Stored items
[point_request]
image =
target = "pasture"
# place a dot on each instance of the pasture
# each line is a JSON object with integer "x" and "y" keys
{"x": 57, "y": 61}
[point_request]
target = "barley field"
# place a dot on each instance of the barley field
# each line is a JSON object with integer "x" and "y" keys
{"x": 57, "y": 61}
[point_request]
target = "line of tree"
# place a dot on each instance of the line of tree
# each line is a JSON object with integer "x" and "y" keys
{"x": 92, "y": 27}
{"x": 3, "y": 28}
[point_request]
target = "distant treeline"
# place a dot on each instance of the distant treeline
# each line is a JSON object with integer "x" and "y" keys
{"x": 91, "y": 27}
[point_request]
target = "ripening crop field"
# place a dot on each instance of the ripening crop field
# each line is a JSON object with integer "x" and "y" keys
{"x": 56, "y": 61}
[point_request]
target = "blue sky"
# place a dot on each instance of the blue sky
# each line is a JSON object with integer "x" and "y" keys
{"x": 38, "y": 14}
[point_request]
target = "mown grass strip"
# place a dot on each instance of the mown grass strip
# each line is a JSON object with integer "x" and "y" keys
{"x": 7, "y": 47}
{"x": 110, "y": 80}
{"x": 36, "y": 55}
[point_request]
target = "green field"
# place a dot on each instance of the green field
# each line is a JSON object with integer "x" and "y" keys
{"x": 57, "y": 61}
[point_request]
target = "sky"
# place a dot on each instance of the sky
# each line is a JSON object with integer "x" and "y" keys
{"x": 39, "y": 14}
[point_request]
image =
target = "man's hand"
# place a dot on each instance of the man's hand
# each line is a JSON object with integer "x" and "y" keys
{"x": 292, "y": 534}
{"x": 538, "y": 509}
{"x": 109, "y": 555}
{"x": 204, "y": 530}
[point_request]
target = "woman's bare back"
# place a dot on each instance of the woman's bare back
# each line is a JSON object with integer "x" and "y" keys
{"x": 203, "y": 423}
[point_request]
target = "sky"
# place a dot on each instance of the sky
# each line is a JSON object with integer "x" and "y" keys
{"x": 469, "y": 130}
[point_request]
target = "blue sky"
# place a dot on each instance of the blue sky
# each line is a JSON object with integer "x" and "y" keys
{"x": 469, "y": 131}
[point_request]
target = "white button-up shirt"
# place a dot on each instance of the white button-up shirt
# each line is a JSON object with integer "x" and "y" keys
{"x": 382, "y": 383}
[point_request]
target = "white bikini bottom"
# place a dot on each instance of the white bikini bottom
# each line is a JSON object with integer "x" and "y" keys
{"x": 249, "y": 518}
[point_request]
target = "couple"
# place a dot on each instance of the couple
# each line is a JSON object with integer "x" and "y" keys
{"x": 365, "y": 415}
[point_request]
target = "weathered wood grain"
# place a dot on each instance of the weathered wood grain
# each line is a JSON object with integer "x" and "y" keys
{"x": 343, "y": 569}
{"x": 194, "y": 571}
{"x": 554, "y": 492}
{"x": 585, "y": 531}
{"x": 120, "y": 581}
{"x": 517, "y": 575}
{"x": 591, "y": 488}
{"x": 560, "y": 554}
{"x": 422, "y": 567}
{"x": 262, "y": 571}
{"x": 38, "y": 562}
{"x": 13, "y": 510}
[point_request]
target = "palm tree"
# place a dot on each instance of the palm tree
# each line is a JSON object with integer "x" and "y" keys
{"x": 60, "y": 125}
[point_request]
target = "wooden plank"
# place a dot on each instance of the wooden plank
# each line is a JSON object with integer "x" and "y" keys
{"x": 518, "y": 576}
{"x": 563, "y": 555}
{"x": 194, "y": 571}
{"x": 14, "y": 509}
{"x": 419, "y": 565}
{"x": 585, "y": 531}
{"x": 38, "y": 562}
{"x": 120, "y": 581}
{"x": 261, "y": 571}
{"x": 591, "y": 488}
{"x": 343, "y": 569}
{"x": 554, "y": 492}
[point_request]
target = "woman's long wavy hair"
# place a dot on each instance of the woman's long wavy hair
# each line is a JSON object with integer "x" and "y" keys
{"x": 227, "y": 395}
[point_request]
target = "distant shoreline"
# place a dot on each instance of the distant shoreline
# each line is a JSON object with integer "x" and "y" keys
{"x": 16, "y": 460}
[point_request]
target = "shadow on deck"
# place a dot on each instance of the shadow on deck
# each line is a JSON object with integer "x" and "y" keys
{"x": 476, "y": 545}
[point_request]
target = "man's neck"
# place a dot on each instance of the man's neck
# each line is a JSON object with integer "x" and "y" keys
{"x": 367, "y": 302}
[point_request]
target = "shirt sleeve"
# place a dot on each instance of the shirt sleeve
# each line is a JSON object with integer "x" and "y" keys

- DESCRIPTION OF THE TASK -
Search the data for the string "distant". List each line that has it.

- FINISHED EXERCISE -
target = "distant treeline"
# place a dot on each instance of the distant treeline
target = "distant shoreline"
# place a dot on each instance of the distant shoreline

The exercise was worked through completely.